GOAL 1: In the blog post below, list every food and drink named for the meal at The Woodsman Tavern.

>> Start DOCUMENT EXTRACT

Laziness continued [and is continuing] on for the rest of the day. A walk to the dog park. A walk to the grocery store. Dog hair removal. Lots of music. Coconut bread in the oven. Reading. I like it.

So these pancakes I made a few weeks ago that were far superior to the waffles of this morning. These are the pancakes that finally inspired me to buy some maple syrup. The texture is pretty dense and cake, not your light, fluffy stuff. I liked them, though. The cinnamon, nutmeg, and ginger are a flavor combination I can hardly say no to, even as we begin spring. That must explain why I had pumpkin green smoothies last week.



  • 1 1/2 cups rolled oats
  • pinch of salt
  • 1/2 teaspoon baking powder
  • 1 teaspoon cinnamon
  • 1/2 teaspoon nutmeg
  • 1/2 teaspoon ginger
  • 1 egg, lightly beaten
  • 1 cup coconut milk
  • 1/2 teaspoon vanilla extract


Run the rolled oats in your blender or a food processor to turn it into flour. No need to buy anything special. Pour the flour into a medium sized bowl. Whisk in the remaining dry ingredients.

Measure the milk in a large measuring cup. Whisk in the egg and vanilla until smooth. Pour the milk mixture into the dry ingredients. Stir gently until combined.

Heat a large skillet on medium heat. Spray with oil or 1/2 tablespoon of butter. Pour about a 1/4 cup of the batter into the pan. Let it sit and sizzle until bubbles form across the body of the pancake and the edges dry out. Flip. Continue until the sizzling has mostly stopped.

Keep warm in an oven or eat as they come off the pan. Drizzle with syrup and a sprinkle of coarse sugar.

Huevos Rancheros

Another amazing, ‘not a date‘ with Jenny for the books. Has it seriously been since June, Jenny? Wow. We went to The Woodsman Tavern. I’m in love with the space. Dark. Brick. Kinda old school country, but not in a western kind of way. All I can say is cedar-steeped Campari, domestic ham plate, brussels and sunchokes with anchovy vinaigrette, the best grilled pork chop, and meyer lemon cream pie. Holy freakin’ delicious. Go there. Take me. Thanks.

>> End DOCUMENT EXTRACT

GOAL 2: How many lines of the listing below contain the string "door"? Case counts. Reply with the number only.

>> Start DATASET EXTRACT

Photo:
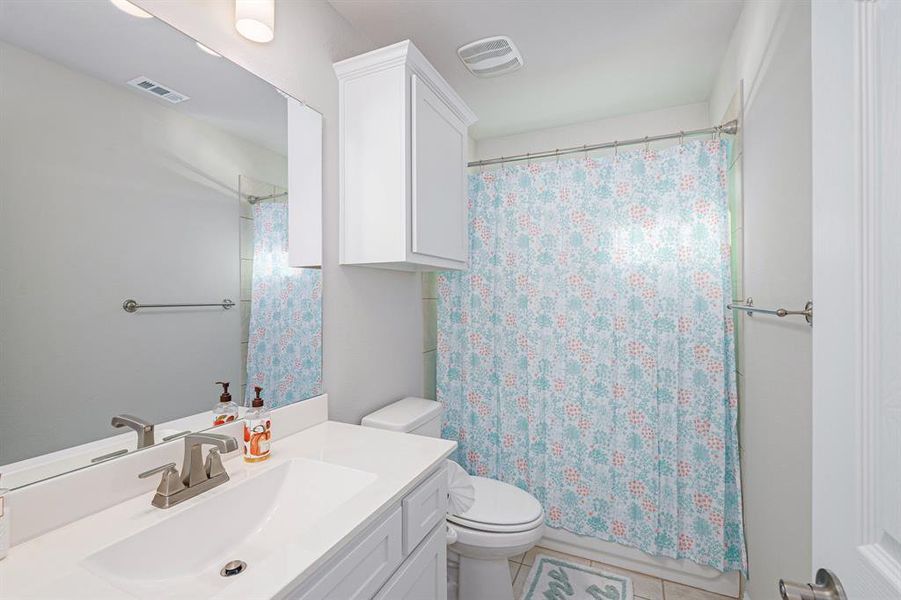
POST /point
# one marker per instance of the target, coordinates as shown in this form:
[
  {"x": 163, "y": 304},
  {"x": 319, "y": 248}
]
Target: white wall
[
  {"x": 749, "y": 54},
  {"x": 372, "y": 319},
  {"x": 771, "y": 52},
  {"x": 108, "y": 195},
  {"x": 678, "y": 118}
]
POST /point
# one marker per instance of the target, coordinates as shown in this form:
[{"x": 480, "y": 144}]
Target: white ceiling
[
  {"x": 101, "y": 41},
  {"x": 584, "y": 59}
]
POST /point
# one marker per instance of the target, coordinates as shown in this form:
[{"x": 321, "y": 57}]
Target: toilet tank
[{"x": 410, "y": 415}]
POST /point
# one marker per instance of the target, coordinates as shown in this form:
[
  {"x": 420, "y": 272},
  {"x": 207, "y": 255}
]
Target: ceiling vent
[
  {"x": 155, "y": 89},
  {"x": 491, "y": 57}
]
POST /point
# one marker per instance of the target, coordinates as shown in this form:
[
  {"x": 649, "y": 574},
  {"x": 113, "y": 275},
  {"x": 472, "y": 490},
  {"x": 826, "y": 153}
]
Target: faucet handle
[{"x": 170, "y": 483}]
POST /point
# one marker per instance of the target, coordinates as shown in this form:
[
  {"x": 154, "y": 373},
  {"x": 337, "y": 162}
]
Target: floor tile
[
  {"x": 514, "y": 570},
  {"x": 644, "y": 586},
  {"x": 520, "y": 582},
  {"x": 529, "y": 558},
  {"x": 677, "y": 591}
]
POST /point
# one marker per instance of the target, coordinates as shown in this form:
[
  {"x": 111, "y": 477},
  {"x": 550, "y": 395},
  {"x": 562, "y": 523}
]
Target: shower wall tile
[
  {"x": 430, "y": 324},
  {"x": 429, "y": 285},
  {"x": 429, "y": 333},
  {"x": 428, "y": 375},
  {"x": 246, "y": 279},
  {"x": 245, "y": 321},
  {"x": 246, "y": 238}
]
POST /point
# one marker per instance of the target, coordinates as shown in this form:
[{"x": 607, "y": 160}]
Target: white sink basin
[{"x": 249, "y": 520}]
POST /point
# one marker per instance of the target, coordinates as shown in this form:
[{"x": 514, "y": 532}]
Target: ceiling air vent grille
[
  {"x": 153, "y": 88},
  {"x": 491, "y": 57}
]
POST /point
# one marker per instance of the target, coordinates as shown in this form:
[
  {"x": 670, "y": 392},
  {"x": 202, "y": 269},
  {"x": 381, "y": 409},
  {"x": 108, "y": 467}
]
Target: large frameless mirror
[{"x": 143, "y": 232}]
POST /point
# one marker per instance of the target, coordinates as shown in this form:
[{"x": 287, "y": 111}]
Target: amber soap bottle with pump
[{"x": 257, "y": 430}]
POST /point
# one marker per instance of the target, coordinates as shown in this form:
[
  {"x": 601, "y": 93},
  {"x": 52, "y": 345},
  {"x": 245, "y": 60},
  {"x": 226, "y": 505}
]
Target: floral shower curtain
[
  {"x": 587, "y": 355},
  {"x": 285, "y": 316}
]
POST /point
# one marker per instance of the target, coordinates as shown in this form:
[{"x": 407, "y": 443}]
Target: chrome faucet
[
  {"x": 197, "y": 475},
  {"x": 141, "y": 427}
]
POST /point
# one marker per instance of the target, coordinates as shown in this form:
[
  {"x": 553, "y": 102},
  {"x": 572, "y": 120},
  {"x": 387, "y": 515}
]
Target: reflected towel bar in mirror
[
  {"x": 131, "y": 305},
  {"x": 747, "y": 305}
]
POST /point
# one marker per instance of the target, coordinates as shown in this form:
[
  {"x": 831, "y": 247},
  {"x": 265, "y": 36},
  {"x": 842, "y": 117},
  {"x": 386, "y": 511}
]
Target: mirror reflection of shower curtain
[
  {"x": 283, "y": 352},
  {"x": 587, "y": 356}
]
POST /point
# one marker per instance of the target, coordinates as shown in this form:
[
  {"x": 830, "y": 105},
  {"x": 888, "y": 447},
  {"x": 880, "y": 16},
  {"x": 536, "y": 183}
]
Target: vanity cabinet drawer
[
  {"x": 424, "y": 507},
  {"x": 423, "y": 576},
  {"x": 359, "y": 574}
]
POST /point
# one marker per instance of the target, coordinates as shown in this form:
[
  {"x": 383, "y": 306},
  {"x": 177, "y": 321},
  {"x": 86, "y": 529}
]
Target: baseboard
[{"x": 680, "y": 571}]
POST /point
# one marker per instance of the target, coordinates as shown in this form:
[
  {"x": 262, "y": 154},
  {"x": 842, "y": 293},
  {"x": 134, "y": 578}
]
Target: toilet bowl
[{"x": 502, "y": 522}]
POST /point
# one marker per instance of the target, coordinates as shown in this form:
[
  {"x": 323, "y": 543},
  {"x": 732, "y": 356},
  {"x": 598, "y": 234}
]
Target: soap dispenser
[
  {"x": 225, "y": 410},
  {"x": 257, "y": 430}
]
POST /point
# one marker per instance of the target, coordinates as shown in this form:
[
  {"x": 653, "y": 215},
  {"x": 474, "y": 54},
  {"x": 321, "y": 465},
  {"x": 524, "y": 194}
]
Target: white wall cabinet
[
  {"x": 402, "y": 154},
  {"x": 401, "y": 556}
]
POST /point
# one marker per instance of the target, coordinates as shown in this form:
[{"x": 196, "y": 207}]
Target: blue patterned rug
[{"x": 558, "y": 579}]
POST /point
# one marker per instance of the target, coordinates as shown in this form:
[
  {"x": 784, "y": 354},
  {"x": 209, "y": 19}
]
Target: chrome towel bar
[
  {"x": 747, "y": 305},
  {"x": 131, "y": 305}
]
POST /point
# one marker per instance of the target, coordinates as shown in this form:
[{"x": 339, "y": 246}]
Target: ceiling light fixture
[
  {"x": 255, "y": 19},
  {"x": 207, "y": 50},
  {"x": 129, "y": 8}
]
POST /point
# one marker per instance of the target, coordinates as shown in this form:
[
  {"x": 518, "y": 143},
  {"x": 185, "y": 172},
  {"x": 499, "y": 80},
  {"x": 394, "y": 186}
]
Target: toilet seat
[{"x": 500, "y": 508}]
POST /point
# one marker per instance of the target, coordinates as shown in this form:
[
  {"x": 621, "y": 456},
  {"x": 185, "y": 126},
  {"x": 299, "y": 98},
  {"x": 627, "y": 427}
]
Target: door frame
[{"x": 846, "y": 289}]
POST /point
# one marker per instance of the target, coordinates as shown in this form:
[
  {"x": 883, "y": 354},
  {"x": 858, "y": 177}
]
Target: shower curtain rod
[
  {"x": 729, "y": 128},
  {"x": 255, "y": 199}
]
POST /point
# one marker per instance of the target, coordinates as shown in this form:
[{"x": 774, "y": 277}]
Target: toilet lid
[{"x": 499, "y": 504}]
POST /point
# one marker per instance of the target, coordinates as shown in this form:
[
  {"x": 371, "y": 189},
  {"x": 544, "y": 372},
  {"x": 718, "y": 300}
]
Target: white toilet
[{"x": 504, "y": 521}]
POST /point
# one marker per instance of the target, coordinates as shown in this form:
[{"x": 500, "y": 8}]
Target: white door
[{"x": 856, "y": 54}]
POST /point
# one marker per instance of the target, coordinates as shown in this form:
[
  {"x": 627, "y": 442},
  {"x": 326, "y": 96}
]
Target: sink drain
[{"x": 232, "y": 568}]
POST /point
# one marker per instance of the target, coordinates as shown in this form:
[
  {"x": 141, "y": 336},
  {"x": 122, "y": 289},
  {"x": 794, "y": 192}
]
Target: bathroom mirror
[{"x": 137, "y": 169}]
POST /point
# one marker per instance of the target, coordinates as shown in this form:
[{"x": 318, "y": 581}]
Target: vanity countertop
[{"x": 57, "y": 564}]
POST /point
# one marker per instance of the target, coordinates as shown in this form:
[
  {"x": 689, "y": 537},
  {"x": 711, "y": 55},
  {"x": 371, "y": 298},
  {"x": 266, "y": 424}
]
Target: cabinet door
[
  {"x": 362, "y": 571},
  {"x": 423, "y": 576},
  {"x": 439, "y": 177}
]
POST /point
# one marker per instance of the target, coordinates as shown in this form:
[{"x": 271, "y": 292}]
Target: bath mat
[{"x": 557, "y": 579}]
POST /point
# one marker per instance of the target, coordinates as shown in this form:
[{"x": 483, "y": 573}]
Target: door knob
[{"x": 827, "y": 587}]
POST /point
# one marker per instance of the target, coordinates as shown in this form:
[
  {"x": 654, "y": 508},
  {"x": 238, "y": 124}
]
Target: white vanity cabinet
[
  {"x": 402, "y": 162},
  {"x": 402, "y": 556}
]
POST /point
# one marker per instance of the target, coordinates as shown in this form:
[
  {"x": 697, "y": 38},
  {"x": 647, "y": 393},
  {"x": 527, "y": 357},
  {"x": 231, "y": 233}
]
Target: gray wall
[
  {"x": 372, "y": 319},
  {"x": 107, "y": 195}
]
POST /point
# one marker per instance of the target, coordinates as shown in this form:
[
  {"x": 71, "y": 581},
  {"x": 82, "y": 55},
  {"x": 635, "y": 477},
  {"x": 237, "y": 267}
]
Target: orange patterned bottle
[{"x": 257, "y": 430}]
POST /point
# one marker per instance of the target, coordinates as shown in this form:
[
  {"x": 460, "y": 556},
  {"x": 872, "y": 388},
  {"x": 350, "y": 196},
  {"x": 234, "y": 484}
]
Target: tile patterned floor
[{"x": 645, "y": 586}]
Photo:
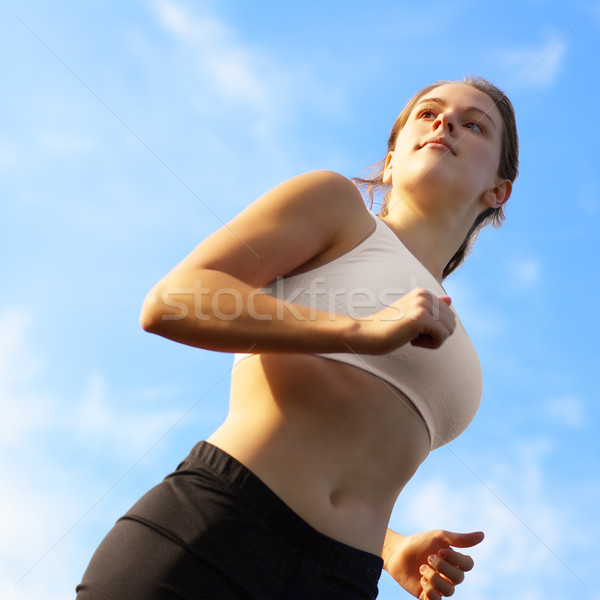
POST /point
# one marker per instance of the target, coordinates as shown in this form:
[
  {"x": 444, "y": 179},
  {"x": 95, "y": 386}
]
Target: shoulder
[{"x": 326, "y": 190}]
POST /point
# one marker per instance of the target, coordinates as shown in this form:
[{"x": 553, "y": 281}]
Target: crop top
[{"x": 443, "y": 384}]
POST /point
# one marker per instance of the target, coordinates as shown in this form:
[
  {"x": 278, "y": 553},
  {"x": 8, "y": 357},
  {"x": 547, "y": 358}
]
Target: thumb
[{"x": 464, "y": 540}]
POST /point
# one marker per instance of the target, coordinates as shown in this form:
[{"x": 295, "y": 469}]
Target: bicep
[{"x": 283, "y": 229}]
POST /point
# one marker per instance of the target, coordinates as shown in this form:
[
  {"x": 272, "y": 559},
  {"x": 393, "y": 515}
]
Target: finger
[
  {"x": 436, "y": 585},
  {"x": 462, "y": 561},
  {"x": 429, "y": 592},
  {"x": 451, "y": 572},
  {"x": 463, "y": 540}
]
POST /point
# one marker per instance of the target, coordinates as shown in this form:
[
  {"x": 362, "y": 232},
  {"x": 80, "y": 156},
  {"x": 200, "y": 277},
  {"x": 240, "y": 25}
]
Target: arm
[
  {"x": 213, "y": 299},
  {"x": 425, "y": 565}
]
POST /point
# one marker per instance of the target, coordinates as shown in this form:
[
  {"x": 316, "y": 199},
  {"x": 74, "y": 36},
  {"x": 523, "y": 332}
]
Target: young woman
[{"x": 351, "y": 365}]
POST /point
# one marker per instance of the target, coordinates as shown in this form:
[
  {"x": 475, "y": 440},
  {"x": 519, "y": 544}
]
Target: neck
[{"x": 432, "y": 238}]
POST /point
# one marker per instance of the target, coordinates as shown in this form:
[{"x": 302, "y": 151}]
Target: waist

>> End DATASET EXTRACT

RESULT 1:
- cedar-steeped Campari
- domestic ham plate
- brussels and sunchokes with anchovy vinaigrette
- grilled pork chop
- meyer lemon cream pie

RESULT 2: 4